- EXERCISE DIRECTIONS
Line by line, the entries below are to be reproduced unaltered.

====== AVAILABLE RECORDS

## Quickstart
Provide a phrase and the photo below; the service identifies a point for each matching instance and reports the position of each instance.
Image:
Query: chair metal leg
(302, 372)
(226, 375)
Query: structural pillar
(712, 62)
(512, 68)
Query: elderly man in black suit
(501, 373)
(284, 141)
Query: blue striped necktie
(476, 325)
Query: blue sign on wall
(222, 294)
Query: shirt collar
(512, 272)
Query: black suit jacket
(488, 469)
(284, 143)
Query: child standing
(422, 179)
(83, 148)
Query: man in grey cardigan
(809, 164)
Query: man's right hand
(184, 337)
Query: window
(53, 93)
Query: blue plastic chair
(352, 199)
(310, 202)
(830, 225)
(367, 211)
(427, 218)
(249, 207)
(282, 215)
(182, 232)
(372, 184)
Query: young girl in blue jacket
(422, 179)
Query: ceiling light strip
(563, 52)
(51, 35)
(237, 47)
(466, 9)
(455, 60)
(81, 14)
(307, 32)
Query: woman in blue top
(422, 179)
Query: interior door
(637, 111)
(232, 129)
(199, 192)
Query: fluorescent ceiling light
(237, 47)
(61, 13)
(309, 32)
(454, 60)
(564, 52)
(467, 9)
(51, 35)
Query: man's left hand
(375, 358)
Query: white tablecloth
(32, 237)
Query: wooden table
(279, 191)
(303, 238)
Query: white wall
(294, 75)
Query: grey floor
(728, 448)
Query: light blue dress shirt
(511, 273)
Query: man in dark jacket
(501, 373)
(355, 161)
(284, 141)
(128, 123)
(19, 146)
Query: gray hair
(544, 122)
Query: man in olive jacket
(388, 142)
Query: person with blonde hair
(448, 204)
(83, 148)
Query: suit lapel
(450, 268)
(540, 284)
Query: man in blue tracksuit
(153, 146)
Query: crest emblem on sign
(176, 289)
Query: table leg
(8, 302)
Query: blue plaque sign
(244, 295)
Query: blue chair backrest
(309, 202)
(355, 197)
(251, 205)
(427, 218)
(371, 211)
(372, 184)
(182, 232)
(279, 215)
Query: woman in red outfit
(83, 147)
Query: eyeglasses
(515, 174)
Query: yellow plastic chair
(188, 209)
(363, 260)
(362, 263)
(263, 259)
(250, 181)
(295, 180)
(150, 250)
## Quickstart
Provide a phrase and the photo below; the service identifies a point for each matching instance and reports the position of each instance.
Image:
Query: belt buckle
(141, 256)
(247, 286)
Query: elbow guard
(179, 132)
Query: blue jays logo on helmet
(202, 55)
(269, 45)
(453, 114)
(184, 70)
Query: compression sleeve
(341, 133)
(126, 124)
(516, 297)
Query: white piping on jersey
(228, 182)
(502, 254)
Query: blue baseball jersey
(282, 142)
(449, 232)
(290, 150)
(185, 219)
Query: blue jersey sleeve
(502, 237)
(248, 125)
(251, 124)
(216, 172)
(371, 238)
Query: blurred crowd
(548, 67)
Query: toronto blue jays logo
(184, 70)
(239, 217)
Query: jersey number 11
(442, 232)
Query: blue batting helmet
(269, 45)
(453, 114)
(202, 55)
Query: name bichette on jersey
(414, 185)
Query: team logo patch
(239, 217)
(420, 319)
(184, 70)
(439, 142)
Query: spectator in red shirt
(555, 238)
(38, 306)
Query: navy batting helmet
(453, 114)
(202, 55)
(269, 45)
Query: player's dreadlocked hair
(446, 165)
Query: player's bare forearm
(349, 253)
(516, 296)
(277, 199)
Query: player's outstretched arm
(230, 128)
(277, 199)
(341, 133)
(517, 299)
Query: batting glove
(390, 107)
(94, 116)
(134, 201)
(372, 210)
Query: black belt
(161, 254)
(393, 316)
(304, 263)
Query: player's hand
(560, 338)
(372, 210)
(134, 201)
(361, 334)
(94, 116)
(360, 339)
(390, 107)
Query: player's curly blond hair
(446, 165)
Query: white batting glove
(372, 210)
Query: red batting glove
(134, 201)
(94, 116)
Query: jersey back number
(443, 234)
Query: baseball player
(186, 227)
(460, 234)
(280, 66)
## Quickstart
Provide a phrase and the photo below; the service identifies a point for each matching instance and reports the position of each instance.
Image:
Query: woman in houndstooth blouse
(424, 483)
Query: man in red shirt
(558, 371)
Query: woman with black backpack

============

- EXERCISE RESULT
## Quickstart
Provide a phrase and the photo below; the service identifies a point for each matching instance and reports the position of each instance.
Image:
Query: chair metal leg
(302, 372)
(226, 375)
Query: structural pillar
(712, 62)
(512, 68)
Query: elderly man in black suit
(501, 373)
(284, 141)
Query: blue striped necktie
(476, 325)
Query: blue sign on wall
(222, 294)
Query: shirt collar
(512, 272)
Query: black suit jacket
(488, 469)
(284, 143)
Query: child standing
(422, 179)
(83, 148)
Query: man in grey cardigan
(809, 164)
Query: man's right hand
(184, 337)
Query: window
(53, 93)
Query: blue plastic chair
(352, 199)
(310, 202)
(830, 225)
(367, 211)
(427, 218)
(249, 207)
(282, 215)
(182, 232)
(372, 184)
Query: young girl in blue jacket
(422, 179)
Query: ceiling light strip
(563, 52)
(51, 35)
(237, 47)
(466, 9)
(455, 60)
(81, 14)
(307, 32)
Query: woman in blue top
(422, 179)
Query: interior door
(637, 111)
(232, 129)
(199, 192)
Query: fluorescent ceiling light
(237, 47)
(61, 13)
(309, 32)
(454, 60)
(564, 52)
(467, 9)
(51, 35)
Query: man's left hand
(375, 358)
Query: white tablecloth
(32, 237)
Query: wooden table
(279, 191)
(303, 238)
Query: white wall
(294, 75)
Query: grey floor
(728, 448)
Query: light blue dress shirt
(511, 273)
Query: man in dark jacket
(501, 373)
(355, 161)
(284, 141)
(128, 123)
(19, 146)
Query: gray hair
(544, 122)
Query: man in olive jacket
(388, 142)
Query: person with blonde hair
(448, 204)
(83, 148)
Query: suit lapel
(450, 268)
(540, 284)
Query: man in blue tracksuit
(153, 146)
Query: crest emblem on sign
(176, 289)
Query: table leg
(8, 302)
Query: blue plaque sign
(244, 295)
Query: blue chair backrest
(309, 202)
(355, 197)
(251, 205)
(427, 218)
(371, 211)
(372, 184)
(182, 232)
(279, 215)
Query: woman in red outfit
(83, 147)
Query: eyeglasses
(515, 174)
Query: yellow plastic chair
(188, 209)
(363, 260)
(362, 263)
(263, 259)
(250, 181)
(295, 180)
(150, 250)
## Quickstart
Provide a phrase and the photo below; the service identifies a point for each matching instance and reports the position of each instance.
Image:
Query: belt buckle
(141, 256)
(247, 286)
Query: elbow guard
(179, 132)
Query: blue jays logo on helmet
(202, 55)
(269, 45)
(453, 114)
(184, 70)
Query: compression sleeve
(341, 133)
(126, 124)
(516, 297)
Query: white piping on jersey
(228, 182)
(502, 254)
Query: blue baseball jersey
(282, 142)
(449, 232)
(290, 150)
(185, 219)
Query: blue jersey sleeve
(502, 237)
(248, 125)
(251, 124)
(216, 172)
(371, 238)
Query: blurred crowd
(548, 67)
Query: toronto blue jays logo
(184, 70)
(239, 217)
Query: jersey number 11
(442, 232)
Query: blue batting helmet
(269, 45)
(453, 114)
(202, 55)
Query: name bichette on jersey
(414, 185)
Query: team logo patch
(239, 217)
(420, 319)
(184, 70)
(439, 142)
Query: spectator in red shirt
(555, 238)
(38, 306)
Query: navy batting helmet
(453, 114)
(202, 55)
(269, 45)
Query: player's dreadlocked hair
(446, 165)
Query: player's bare forearm
(349, 253)
(516, 296)
(277, 199)
Query: player's outstretched arm
(230, 128)
(277, 199)
(341, 133)
(517, 299)
Query: batting glove
(390, 107)
(94, 116)
(134, 201)
(372, 210)
Query: black belt
(161, 254)
(393, 316)
(304, 263)
Query: player's hand
(560, 338)
(372, 210)
(134, 201)
(361, 334)
(94, 116)
(360, 339)
(390, 107)
Query: player's curly blond hair
(446, 165)
Query: white batting glove
(372, 210)
Query: red batting glove
(134, 201)
(94, 116)
Query: jersey back number
(443, 234)
Query: baseball player
(186, 227)
(460, 234)
(280, 66)
## Quickstart
Provide a phrase and the photo below; the service identifies a point for each matching instance and reports the position of each instance.
Image:
Query: woman in houndstooth blouse
(424, 483)
Query: man in red shirt
(558, 371)
Query: woman with black backpack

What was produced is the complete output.